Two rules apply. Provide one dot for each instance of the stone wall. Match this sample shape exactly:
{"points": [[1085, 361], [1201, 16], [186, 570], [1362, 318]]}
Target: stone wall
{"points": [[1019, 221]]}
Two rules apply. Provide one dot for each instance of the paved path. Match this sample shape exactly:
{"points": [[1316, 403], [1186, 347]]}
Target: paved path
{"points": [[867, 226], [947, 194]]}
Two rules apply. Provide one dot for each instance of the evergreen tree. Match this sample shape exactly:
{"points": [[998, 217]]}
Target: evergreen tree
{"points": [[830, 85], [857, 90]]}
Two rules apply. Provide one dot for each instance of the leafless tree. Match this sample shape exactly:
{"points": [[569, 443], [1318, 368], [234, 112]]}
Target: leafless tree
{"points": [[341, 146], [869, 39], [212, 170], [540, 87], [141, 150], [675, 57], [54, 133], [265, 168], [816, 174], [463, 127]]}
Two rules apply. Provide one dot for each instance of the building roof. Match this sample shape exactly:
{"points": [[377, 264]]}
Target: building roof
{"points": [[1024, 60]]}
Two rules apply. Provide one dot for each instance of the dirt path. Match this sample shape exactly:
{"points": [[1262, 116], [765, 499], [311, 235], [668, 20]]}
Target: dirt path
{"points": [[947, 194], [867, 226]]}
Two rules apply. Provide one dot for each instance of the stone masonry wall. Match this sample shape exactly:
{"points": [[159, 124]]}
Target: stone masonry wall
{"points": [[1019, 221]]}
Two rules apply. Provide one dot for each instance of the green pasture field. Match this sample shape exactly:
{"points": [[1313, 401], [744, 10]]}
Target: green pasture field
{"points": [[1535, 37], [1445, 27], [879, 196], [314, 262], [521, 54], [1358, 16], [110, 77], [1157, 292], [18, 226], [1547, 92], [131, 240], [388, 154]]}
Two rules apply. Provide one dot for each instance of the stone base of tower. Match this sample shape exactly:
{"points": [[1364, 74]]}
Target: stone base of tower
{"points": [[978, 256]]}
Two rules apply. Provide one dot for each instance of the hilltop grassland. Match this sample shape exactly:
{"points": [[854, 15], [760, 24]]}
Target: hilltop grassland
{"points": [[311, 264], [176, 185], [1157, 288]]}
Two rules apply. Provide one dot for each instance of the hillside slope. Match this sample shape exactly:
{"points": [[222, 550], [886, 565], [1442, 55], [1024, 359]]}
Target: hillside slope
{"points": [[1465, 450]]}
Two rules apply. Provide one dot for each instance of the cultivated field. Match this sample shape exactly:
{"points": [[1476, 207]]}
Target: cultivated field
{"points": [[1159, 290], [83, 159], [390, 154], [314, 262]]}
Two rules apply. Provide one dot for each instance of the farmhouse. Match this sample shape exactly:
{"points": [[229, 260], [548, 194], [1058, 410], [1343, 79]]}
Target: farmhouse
=====
= Written exercise =
Copy out the full material exactly as it appears.

= Reply =
Two rules apply. Provide one dot for each instance of the stone wall. Match this sample shape exactly:
{"points": [[1085, 361], [1201, 16], [186, 570], [1362, 318]]}
Target: stone wall
{"points": [[1019, 221]]}
Two rules apply. Provide one dot for each instance of the paved path. Match this sample shape exactly:
{"points": [[1316, 403], [1186, 347]]}
Target: paved path
{"points": [[867, 226], [947, 194]]}
Two rules apply. Provide one dot for each instance of the evergreen tree. Match this sample shape exactly:
{"points": [[998, 217]]}
Target: evergreen tree
{"points": [[830, 85], [857, 90]]}
Two rules apply. Provide one dot for each instance of the leafless tree. Match this sample shape exactly:
{"points": [[569, 443], [1318, 368], [234, 112]]}
Target: leafless tree
{"points": [[341, 146], [869, 39], [212, 170], [540, 87], [141, 150], [675, 57], [54, 133], [265, 168], [816, 174], [463, 127]]}
Two rules apply. Provide one dot for each instance of the building roof. Match this sample shape exactly:
{"points": [[377, 264]]}
Target: building roof
{"points": [[1024, 60]]}
Two rules apply. Provide one dot for each instance of the dirt path. Match this sample shape exactly:
{"points": [[1262, 116], [765, 499], [311, 235], [668, 20]]}
Target: dirt path
{"points": [[947, 194], [867, 226]]}
Two rules apply. Provide one dot for each instance of the stone masonry wall. Match this sample shape exactly:
{"points": [[159, 124]]}
Target: stone masonry wall
{"points": [[1019, 221]]}
Two rules apply. Provide one dot for each instance of the green pasture field. Match this sample shape exactly:
{"points": [[1313, 401], [744, 10]]}
Target: green pasture field
{"points": [[1535, 37], [1445, 27], [879, 196], [314, 262], [521, 54], [1358, 16], [110, 77], [1157, 292], [18, 226], [1547, 92], [131, 240], [388, 154]]}
Two rules apply. Provide one dot for each instance of the stone base of tower. Match this sample shape exactly:
{"points": [[1364, 74]]}
Target: stone base of tower
{"points": [[978, 256]]}
Two rules apply. Provide one dot for each instance of the hilltop grassland. Match this sample shape exactly:
{"points": [[854, 15], [760, 24]]}
Target: hilltop grassland
{"points": [[311, 264], [176, 185], [1157, 288]]}
Two rules apply. Provide one dot for each instance of the hillside slope. Match this sample shape exactly:
{"points": [[222, 550], [886, 565], [1442, 55], [1024, 359]]}
Target: hillside slope
{"points": [[1465, 450]]}
Two rules apply. Provide one dot for each instance of the cultivated field. Match this sample shape exactly:
{"points": [[1476, 207]]}
Target: cultivated field
{"points": [[1159, 290], [83, 159], [390, 154], [314, 262]]}
Two rules apply. Provide one dot for each instance of the farmhouse. Match this sample shape exactly:
{"points": [[229, 260], [548, 194], [1058, 410], [1343, 79]]}
Target: farmhouse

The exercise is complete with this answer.